[Opening Extracted text section]

Special Desk
Number of people under stay-at-home has reached around 12 million in Australia after Melbourne went in to snap lockdown following two more local cases of covid.
The latest outbreak brings the total number of virus cases there to 18, who will be put under contact tracing exercise now. This is the fifth lockdown for Victoria since the pandemic began and authorities say this was inevitable keeping in view the fast spreading of the infection.
Melbourne and the rest of Victoria will join Sydney lockdown, state premier Dan Andrews said, as Australia battles an outbreak of the Delta variant.
The largely Covid-free country has recorded nearly 1,000 cases of the strain nationwide in the last month.
Andrews said he took the decision to return Melbourne to its fifth lockdown with a heavy heart but it was necessary.
“Nothing about this virus is fair,” he said, describing how just 18 cases in Victoria had mixed with thousands of contacts who must now be traced and tested.
Residents in the state of 6.6 million people will have to stay home except for food shopping, essential work, exercise and getting vaccinated. This decision means about 40% of Australia’s population is now under a stay-at-home order.

[Closing Extracted text section]

● Exercises
a: In the lockdown report, what share of Australia's population is now under a stay-at-home order?
b: Can you carry on with the lockdown report from its last sentence?
The material that comes next has no connection to the lockdown report.

[Opening Listed entries section]

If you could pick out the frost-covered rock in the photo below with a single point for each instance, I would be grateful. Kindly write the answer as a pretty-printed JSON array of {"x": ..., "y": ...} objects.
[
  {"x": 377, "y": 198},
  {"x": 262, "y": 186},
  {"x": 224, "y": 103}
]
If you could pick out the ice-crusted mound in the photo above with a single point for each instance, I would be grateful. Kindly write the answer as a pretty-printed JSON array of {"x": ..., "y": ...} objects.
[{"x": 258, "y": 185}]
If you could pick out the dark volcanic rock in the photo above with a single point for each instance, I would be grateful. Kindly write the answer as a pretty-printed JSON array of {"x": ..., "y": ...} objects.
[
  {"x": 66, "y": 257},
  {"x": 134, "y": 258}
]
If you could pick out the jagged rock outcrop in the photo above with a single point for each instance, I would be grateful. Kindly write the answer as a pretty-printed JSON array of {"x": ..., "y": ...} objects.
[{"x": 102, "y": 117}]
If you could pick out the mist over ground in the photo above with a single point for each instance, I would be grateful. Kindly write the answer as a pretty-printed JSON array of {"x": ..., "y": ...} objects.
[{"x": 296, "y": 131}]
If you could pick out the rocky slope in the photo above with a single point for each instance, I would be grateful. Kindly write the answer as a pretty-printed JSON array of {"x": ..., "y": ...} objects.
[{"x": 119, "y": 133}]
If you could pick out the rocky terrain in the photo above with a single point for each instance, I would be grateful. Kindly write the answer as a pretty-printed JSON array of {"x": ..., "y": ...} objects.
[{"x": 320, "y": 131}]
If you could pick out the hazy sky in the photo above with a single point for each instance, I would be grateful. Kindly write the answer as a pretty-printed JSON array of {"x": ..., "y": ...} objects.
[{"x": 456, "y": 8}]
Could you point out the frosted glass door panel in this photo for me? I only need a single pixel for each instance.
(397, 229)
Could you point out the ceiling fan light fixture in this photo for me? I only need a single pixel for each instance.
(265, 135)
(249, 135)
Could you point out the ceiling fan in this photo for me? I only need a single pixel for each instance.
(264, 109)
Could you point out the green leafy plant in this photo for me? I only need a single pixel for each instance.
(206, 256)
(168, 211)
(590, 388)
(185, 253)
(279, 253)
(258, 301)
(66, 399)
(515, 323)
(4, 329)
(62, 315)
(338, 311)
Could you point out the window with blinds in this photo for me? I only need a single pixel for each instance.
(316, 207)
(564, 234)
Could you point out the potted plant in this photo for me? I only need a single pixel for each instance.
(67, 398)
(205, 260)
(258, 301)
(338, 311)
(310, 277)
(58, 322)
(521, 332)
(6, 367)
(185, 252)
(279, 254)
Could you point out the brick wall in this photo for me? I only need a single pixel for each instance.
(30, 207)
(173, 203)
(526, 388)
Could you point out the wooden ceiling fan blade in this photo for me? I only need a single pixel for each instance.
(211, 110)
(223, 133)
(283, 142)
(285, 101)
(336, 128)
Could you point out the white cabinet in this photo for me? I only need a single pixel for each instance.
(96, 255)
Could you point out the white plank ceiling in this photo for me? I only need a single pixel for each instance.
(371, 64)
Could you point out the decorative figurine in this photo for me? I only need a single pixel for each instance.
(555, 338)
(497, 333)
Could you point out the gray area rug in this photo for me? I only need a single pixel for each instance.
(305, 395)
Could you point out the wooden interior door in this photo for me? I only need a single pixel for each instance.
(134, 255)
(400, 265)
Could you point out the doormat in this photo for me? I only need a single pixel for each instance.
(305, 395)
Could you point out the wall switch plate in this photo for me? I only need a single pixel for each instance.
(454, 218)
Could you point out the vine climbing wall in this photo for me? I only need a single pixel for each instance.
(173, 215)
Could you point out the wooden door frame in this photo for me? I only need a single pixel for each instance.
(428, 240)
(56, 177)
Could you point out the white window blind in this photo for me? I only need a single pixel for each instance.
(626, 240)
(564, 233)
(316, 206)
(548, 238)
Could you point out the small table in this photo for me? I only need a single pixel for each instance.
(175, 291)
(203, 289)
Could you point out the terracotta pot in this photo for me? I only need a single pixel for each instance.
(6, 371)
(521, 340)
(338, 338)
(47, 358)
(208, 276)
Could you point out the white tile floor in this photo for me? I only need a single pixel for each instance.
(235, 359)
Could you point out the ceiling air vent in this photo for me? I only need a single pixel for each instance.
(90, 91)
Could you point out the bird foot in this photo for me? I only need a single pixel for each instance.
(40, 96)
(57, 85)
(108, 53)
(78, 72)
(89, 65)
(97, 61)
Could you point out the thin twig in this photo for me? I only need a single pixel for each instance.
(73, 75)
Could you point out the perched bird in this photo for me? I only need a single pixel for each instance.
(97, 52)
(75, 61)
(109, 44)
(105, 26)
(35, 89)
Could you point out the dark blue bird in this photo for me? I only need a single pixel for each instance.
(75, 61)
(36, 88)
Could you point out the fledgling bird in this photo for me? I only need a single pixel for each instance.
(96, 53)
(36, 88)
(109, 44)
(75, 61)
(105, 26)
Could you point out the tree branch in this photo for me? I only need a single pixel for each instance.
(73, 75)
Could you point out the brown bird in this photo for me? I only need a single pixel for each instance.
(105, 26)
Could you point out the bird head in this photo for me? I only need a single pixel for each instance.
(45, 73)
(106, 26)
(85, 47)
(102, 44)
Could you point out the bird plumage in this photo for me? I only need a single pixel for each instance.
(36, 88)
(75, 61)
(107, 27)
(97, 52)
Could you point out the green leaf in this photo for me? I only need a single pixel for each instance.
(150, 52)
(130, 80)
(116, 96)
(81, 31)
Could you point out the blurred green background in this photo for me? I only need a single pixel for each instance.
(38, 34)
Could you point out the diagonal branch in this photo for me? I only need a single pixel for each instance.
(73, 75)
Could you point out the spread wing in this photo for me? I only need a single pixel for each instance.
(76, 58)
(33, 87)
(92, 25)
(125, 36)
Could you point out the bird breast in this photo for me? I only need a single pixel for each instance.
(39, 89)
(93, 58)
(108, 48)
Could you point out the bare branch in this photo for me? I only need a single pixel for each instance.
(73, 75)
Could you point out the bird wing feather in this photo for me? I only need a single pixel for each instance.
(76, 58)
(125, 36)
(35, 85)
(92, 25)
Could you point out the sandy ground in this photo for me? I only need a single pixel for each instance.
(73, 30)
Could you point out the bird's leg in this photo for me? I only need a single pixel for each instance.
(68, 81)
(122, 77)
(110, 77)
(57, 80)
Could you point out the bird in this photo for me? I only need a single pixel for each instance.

[Closing Listed entries section]

● Answers for each item
a: About 40%.

b:
New South Wales is also in a five-week lockdown which will last until the end of the month. Sydney now has about 1,000 cases, primarily caused by the highly infectious Delta variant.
Australia has used lockdowns and swift contact tracing to combat the virus when cases have breached its strict border controls. Only around 12% of Australia’s adult population is fully vaccinated till now.
Vaccine rollout has been affected by widespread hesitancy around the AstraZeneca vaccine, following cases of rare blood clots linked to the jab.
Australia has till now recorded 911 deaths and more than 31,000 cases of covid since the pandemic began.